------ Material for this task ------

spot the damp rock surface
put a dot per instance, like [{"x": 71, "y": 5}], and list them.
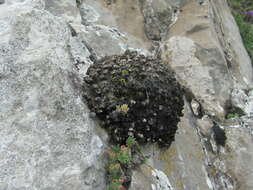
[{"x": 134, "y": 95}]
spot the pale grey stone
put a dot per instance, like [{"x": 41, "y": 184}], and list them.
[{"x": 47, "y": 140}]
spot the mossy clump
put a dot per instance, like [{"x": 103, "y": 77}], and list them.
[{"x": 135, "y": 95}]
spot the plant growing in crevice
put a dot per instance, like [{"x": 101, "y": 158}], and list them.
[
  {"x": 135, "y": 95},
  {"x": 121, "y": 162}
]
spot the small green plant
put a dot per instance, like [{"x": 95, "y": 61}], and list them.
[
  {"x": 122, "y": 109},
  {"x": 131, "y": 141},
  {"x": 232, "y": 115},
  {"x": 120, "y": 160}
]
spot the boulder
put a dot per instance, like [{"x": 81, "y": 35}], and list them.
[{"x": 48, "y": 140}]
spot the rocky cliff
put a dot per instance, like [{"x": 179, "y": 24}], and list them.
[{"x": 51, "y": 141}]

------

• **Stated task**
Copy the listing word for word, excluding its pictures.

• **Task output**
spot the damp rock surface
put a dot per instance, like [{"x": 71, "y": 5}], and list them.
[{"x": 134, "y": 95}]
spot the pale grey stone
put a dot per instance, like [{"x": 41, "y": 184}], and list them.
[{"x": 47, "y": 140}]
spot the mossy clump
put a dot per instance, like [{"x": 103, "y": 77}], and list them.
[{"x": 135, "y": 95}]
spot the plant growing in crevice
put a dot per instance, like [{"x": 101, "y": 158}], and list them.
[
  {"x": 135, "y": 95},
  {"x": 121, "y": 162}
]
spot the small green plant
put a dot per instance, like [{"x": 95, "y": 61}], and list them.
[
  {"x": 122, "y": 109},
  {"x": 131, "y": 141},
  {"x": 232, "y": 115},
  {"x": 120, "y": 160}
]
spot the boulder
put a dot per instance, like [{"x": 81, "y": 35}], and list them.
[{"x": 48, "y": 140}]
spot the rocky cliff
put a dot per instance, like [{"x": 179, "y": 24}], and list them.
[{"x": 51, "y": 141}]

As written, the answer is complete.